### JOBS
(a) Translate this sentence from the passage about Bourne's essay below into Spanish: "For 150 years anarchist theoreticians had been building up a vast body of knowledge on the State."
(b) In the passage about Bourne's essay below, turn the paragraph beginning "Judging solely from this essay" into a short bulleted list that keeps its main facts.
(c) Using the passage about Bourne's essay below, decide whether each statement agrees with it. Answer yes or no for each, and quote the deciding words. (i) Bourne claims there is nothing invidious in using the term "herd." (ii) The writer calls Bourne's treatment of the State's historic development the strongest part of the essay. (iii) Bourne is quoted as saying the State is intimately connected with war.

### PASSAGE SHOWN
On the other hand some of Bourne’s terminology is disturbing: he persistently uses “herd”, although he contends that “there is nothing invidious in the use of the term.” He also refers occasionally to the “significant classes”. Yet he is not necessarily élitist, for it is entirely possible that he is viewing people with sympathy rather than scorn. Thus, although he speaks of the State being “the organisation of the herd to act offensively or defensively against another herd similarly organized” and points out how it “becomes an instrument by which the power of the whole herd is wielded for the benefit of a class,” he may be writing more in compassion than contempt. I am willing to give him the benefit of the doubt in view of his opinion that the working classes “live habitually in an industrial serfdom, by which though nominally free, they are in practice as a class bound to a system of a machine-production the implements of which they do not own, and in the distribution of whose product they have not the slightest voice . . . From such serfdom, military conscription is not so great a change.”
Anarchists might also be irked by the treatment Bourne accords man’s gregarious instinct. Here too, however, he might not be deriding mutual aid so much as complaining of how the State brutalizes us: “In this great herd-machinery, dissent is like sand in the bearings. The State ideal is primarily a sort of blind animal push towards military unity.” I wish I could decide whether his anger is directed solely at the State or if it includes humanity as well, e.g.:
“There is, of course, in the feeling towards the State a large element of pure filial mysticism . . . A people at War have become in the most literal sense obedient, respectful, trustful children again, full of that naive faith in the all-wisdom and all-power of the adult who takes care of them, imposes his mild but necessary rule upon
268them . . .
“In your reaction to an imagined attack on your country or an insult to its Government, you draw closer to the herd for protection, you conform in word and deed, and you insist vehemently that everybody else shall think, speak and act together.”
Even if Bourne was closer to Nietzsche than to Bakunin, his criticisms are devastating:
“The State is a jealous god and will brook no rivals. Its sovereignty must pervade everyone and all feeling must be run into the stereotyped forms of romantic patriotic militarism which is the traditional expression of the State herd feeling.” . . .
“The State moves inevitably along the line from military dictatorship to the divine right of Kings. What had to be at first rawly imposed becomes through social habit to seem the necessary, the inevitable.” . . .
“Government [by the time of George III] had been for long what it has never ceased to be—a series of berths and emoluments in Army, Navy, and the different departments of State, for the representatives of the privileged classes.”
Judging solely from this essay I surmise that Bourne has never read any of the anarchist theoreticians, or if he did, that not much had rubbed off. (Still, his milieu probably included a few anarchists). Assuming this essay to be an entirely independent creation, it becomes all the more remarkable for its originality and insight. On the other hand much of his brilliance is wasted in exploring ground already covered quite thoroughly by numerous anarchists before him. For 150 years anarchist theoreticians had been building up a vast body of knowledge on the State. No one individual, even one so penetrating as Bourne, could possibly match that century and a half of evolution by himself. Had he taken contemporary anarchist thinking as a point of departure, there is no telling what he might have achieved. For example, his treatment of the State’s historic development—the weakest part of the essay—would have been considerably enhanced had he studied Kropotkin. Conversely, Kropotkin could have benefitted from reading Bourne on War:
“The State is intimately connected with war, for it is the organization of the collective community when it acts in a political manner, and to act in a political manner towards a rival group has meant, throughout history—war. . . .

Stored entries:

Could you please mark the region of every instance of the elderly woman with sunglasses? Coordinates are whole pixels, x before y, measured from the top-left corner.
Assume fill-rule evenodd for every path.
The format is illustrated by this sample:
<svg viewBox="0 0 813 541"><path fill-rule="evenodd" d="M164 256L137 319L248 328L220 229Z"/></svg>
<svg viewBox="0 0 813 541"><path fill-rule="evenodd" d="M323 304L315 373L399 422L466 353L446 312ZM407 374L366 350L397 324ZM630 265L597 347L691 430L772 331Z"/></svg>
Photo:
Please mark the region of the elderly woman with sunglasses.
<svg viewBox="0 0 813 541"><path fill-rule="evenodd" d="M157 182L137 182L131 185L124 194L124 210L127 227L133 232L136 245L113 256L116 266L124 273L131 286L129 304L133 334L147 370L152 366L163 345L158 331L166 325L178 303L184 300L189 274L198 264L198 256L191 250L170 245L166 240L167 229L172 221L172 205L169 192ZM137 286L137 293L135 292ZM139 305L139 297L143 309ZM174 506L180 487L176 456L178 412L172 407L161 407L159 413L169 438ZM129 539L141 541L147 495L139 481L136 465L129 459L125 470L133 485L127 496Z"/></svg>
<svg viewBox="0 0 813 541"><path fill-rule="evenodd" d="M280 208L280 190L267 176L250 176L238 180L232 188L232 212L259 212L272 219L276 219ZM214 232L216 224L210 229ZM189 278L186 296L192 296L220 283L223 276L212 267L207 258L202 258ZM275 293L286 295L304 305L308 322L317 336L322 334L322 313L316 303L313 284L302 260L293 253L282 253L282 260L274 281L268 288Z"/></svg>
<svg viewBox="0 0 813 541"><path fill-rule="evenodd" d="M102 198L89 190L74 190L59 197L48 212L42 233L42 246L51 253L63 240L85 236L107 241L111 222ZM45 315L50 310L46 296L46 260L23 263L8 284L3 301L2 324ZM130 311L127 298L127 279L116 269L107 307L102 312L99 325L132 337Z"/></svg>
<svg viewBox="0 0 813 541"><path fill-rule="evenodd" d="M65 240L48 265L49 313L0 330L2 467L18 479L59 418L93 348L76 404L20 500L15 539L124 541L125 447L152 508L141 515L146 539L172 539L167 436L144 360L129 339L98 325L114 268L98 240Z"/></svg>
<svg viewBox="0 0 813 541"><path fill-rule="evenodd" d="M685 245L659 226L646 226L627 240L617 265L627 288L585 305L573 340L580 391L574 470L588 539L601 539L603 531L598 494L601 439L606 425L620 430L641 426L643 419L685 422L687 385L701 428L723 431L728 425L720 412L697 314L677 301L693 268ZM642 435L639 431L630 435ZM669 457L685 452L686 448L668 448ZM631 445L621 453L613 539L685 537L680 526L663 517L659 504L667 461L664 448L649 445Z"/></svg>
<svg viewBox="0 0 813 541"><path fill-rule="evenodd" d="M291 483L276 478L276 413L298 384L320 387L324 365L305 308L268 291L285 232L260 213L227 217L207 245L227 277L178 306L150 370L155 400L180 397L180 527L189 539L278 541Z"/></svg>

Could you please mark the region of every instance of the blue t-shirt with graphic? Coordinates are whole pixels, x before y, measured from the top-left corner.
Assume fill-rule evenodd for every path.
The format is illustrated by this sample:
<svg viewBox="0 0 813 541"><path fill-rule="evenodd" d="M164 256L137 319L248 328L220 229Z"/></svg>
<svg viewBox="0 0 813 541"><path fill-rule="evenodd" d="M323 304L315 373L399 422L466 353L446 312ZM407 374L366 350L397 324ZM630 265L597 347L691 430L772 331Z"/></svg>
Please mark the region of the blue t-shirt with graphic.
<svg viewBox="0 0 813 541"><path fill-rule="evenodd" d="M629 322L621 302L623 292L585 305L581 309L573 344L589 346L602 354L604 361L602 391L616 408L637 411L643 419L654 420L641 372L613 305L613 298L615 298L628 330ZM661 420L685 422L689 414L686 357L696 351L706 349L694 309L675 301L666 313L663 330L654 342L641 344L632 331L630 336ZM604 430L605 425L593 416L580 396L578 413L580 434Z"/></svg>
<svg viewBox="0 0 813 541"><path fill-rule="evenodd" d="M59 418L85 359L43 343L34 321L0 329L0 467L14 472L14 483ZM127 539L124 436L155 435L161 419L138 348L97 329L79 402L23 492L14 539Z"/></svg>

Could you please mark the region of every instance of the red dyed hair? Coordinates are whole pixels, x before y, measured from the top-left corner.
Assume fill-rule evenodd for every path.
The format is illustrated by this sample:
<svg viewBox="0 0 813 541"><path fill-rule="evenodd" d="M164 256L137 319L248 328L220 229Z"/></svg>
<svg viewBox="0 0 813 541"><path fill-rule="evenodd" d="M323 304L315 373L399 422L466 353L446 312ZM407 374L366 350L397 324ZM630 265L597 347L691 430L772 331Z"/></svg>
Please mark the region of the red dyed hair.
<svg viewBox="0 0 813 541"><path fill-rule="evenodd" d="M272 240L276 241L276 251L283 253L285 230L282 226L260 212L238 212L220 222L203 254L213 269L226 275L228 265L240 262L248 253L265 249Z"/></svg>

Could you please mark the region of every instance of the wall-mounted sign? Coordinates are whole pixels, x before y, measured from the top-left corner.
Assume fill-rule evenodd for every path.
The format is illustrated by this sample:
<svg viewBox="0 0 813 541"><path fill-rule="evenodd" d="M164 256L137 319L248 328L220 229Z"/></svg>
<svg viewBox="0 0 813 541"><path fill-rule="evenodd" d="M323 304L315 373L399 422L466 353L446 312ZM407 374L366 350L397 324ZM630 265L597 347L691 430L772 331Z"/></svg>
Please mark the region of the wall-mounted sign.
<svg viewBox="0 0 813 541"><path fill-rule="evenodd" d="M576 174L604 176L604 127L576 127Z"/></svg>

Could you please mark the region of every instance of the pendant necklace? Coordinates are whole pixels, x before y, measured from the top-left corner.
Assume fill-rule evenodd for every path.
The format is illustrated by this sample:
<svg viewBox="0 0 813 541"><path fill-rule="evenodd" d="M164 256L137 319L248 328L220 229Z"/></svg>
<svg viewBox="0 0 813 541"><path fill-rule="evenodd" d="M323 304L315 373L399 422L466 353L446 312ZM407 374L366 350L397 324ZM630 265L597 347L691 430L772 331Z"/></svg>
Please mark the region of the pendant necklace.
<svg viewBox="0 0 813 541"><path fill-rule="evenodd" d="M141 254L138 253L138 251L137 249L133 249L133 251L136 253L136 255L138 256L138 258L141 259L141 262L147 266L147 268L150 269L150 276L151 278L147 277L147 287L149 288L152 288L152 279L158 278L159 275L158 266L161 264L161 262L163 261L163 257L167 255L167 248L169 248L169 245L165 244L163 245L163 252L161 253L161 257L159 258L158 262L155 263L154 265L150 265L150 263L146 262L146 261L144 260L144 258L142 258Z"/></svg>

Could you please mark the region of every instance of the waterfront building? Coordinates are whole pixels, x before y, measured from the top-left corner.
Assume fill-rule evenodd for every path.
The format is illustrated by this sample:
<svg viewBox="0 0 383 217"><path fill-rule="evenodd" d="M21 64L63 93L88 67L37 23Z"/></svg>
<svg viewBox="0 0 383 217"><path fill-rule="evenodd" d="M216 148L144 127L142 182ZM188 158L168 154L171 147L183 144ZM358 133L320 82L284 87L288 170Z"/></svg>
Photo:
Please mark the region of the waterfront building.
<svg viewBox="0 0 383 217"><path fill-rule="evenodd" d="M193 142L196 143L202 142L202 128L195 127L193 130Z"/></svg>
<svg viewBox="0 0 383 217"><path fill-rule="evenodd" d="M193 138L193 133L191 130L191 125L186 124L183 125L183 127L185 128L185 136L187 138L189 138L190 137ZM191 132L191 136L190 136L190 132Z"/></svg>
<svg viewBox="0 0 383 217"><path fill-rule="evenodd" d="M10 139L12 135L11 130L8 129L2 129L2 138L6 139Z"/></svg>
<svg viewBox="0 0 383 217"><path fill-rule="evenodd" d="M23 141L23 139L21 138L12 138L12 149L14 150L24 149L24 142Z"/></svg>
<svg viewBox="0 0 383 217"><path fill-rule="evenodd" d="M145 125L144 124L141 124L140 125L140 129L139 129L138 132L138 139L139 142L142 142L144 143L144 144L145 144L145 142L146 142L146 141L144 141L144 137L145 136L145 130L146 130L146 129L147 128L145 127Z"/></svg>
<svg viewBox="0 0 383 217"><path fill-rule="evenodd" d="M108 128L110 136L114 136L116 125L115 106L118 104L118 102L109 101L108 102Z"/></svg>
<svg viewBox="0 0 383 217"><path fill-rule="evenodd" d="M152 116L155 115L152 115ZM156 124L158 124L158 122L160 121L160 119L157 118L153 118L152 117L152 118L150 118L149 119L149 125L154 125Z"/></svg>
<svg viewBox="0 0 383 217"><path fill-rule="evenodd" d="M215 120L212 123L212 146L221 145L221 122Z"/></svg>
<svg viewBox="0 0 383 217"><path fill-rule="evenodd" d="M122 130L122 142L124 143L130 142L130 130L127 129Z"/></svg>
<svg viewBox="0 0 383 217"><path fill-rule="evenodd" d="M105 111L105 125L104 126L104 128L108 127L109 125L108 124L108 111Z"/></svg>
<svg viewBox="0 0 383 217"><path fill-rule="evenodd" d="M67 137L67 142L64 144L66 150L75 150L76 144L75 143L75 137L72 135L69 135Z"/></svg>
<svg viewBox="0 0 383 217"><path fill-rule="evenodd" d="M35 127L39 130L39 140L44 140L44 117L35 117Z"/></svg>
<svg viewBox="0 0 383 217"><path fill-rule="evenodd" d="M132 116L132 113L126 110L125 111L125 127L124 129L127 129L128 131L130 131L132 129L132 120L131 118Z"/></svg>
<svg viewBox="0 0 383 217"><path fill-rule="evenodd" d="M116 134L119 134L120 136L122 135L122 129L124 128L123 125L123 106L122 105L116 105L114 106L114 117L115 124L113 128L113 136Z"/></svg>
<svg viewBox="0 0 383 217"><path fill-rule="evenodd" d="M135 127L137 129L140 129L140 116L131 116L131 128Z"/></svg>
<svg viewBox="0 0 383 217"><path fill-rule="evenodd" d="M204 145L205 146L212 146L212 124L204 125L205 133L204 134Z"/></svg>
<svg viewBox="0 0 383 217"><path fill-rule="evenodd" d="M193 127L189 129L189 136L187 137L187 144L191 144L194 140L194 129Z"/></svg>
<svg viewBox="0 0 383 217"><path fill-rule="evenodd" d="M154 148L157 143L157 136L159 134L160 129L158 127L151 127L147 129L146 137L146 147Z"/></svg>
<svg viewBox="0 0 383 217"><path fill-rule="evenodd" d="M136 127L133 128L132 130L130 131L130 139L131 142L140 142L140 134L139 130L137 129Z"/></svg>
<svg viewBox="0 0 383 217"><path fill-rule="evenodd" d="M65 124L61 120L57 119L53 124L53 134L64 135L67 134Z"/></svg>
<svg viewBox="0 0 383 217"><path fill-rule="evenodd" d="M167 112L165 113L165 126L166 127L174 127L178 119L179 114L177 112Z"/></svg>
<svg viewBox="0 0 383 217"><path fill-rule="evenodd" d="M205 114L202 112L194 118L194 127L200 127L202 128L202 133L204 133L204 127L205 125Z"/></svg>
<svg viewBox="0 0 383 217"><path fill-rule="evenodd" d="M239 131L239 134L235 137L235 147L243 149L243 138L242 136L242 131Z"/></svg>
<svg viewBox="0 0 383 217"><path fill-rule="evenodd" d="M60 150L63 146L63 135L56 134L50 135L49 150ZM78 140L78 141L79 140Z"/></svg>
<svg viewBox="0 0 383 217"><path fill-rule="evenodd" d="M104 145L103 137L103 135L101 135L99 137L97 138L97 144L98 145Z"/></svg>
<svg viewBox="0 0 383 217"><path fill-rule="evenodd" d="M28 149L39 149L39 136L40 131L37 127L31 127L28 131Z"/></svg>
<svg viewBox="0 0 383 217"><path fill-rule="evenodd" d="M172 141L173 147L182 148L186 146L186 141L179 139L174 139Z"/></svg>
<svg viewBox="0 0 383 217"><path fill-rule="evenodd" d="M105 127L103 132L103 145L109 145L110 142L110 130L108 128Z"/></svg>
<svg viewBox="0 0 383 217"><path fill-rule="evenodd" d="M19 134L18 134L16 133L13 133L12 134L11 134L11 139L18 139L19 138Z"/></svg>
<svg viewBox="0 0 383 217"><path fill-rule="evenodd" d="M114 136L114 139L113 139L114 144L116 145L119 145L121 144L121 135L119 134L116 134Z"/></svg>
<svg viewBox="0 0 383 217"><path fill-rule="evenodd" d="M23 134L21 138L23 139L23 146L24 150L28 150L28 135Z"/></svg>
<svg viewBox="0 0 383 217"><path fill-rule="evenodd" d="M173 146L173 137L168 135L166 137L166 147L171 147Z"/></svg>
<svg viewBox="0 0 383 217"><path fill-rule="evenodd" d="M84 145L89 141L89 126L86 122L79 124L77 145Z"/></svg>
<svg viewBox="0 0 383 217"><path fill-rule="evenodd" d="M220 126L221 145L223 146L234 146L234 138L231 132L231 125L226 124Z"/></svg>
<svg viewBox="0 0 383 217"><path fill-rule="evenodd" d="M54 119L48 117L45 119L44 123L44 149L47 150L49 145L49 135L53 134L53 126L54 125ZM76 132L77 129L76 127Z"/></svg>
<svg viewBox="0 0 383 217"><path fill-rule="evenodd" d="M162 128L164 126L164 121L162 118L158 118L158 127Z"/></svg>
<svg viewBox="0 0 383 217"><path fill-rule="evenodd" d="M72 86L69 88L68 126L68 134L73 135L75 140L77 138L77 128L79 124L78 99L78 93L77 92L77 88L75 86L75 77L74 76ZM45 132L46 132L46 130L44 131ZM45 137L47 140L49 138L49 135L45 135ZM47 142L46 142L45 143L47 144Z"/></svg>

### RESPONSES PER TASK
(a) Durante 150 años, los teóricos anarquistas habían ido construyendo un vasto cuerpo de conocimiento sobre el Estado.

(b)
- Judging only from this essay, the writer guesses that Bourne never read the anarchist theoreticians, or took little from them if he did, though his milieu probably included a few anarchists.
- If the essay is entirely independent, its originality and insight are all the more remarkable.
- Much of his brilliance is wasted on ground that earlier anarchists had already covered thoroughly.
- Anarchist theoreticians had built up a vast body of knowledge on the State over 150 years, which no single individual could match.
- Starting from contemporary anarchist thinking might have let him achieve far more.
- His treatment of the State's historic development, the essay's weakest part, would have gained from studying Kropotkin.
- Kropotkin, in turn, could have benefited from reading Bourne on war.

(c)
(i) Yes: "there is nothing invidious in the use of the term."
(ii) No: "the weakest part of the essay"
(iii) Yes: "The State is intimately connected with war"